● **EXERCISE GOAL**: Report how many lines of the records below contain the string "decorative", with case counting. Give only the number.

--- START OF DATA FOR THIS EXERCISE ---

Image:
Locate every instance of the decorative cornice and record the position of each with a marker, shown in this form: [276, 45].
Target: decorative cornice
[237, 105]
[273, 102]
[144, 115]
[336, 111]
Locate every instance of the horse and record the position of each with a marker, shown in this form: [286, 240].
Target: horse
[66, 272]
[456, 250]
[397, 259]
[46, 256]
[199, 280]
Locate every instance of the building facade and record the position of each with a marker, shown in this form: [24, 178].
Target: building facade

--- END OF DATA FOR THIS EXERCISE ---
--- START OF DATA FOR THIS EXERCISE ---

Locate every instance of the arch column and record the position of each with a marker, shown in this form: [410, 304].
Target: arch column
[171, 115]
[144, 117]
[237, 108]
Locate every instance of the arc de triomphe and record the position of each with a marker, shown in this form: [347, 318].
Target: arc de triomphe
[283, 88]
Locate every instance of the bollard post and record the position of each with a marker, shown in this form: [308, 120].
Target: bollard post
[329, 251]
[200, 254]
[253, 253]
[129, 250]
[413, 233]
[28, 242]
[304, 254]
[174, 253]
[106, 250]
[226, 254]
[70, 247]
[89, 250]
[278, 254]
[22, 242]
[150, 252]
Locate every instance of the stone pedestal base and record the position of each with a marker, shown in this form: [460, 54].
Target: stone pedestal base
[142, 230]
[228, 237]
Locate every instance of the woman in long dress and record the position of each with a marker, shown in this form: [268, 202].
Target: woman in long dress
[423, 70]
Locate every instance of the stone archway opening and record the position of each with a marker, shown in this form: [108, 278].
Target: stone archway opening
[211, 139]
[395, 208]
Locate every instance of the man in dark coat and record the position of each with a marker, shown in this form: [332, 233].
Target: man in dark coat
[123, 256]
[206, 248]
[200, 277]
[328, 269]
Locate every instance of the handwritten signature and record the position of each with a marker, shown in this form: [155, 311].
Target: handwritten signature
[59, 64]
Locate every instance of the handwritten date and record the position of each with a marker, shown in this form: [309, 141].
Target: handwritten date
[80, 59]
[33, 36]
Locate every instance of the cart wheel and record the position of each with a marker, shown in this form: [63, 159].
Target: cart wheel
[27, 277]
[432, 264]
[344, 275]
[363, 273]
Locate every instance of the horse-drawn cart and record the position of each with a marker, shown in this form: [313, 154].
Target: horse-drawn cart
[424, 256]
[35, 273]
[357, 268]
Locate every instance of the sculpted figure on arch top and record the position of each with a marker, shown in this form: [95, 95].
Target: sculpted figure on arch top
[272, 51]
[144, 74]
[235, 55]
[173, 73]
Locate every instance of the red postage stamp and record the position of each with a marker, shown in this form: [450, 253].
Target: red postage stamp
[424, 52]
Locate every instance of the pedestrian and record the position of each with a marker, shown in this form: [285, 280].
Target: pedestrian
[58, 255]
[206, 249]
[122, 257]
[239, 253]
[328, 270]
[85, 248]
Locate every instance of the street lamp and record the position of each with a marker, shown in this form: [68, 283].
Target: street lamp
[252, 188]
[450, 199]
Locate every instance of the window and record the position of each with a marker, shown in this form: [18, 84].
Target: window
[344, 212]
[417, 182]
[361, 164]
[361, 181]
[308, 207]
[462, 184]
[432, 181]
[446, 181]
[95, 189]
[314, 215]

--- END OF DATA FOR THIS EXERCISE ---
--- START OF DATA FOR THIS EXERCISE ---

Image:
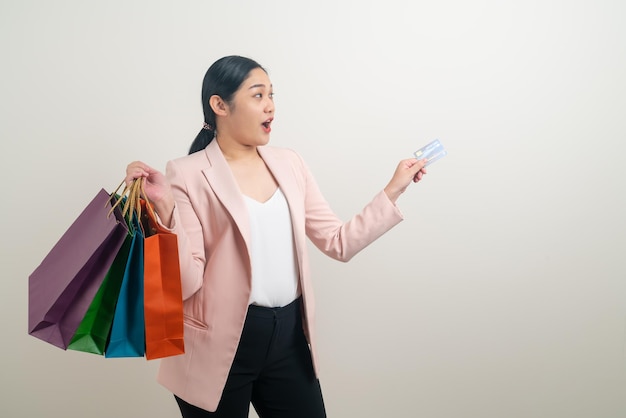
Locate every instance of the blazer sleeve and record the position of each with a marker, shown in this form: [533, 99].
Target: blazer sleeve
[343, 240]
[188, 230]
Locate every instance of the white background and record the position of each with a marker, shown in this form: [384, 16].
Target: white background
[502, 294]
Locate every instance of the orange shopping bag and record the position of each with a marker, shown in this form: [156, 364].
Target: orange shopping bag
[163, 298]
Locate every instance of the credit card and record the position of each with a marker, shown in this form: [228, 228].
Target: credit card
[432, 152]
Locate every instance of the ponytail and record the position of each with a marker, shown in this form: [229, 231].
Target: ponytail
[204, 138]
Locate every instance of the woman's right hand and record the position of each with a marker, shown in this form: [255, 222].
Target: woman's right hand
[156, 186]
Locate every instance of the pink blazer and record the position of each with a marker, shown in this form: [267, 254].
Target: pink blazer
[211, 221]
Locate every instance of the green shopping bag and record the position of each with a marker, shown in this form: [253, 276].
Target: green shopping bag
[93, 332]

--- END OF DATA FOR THIS EXERCISE ---

● **THE RESULT**: 2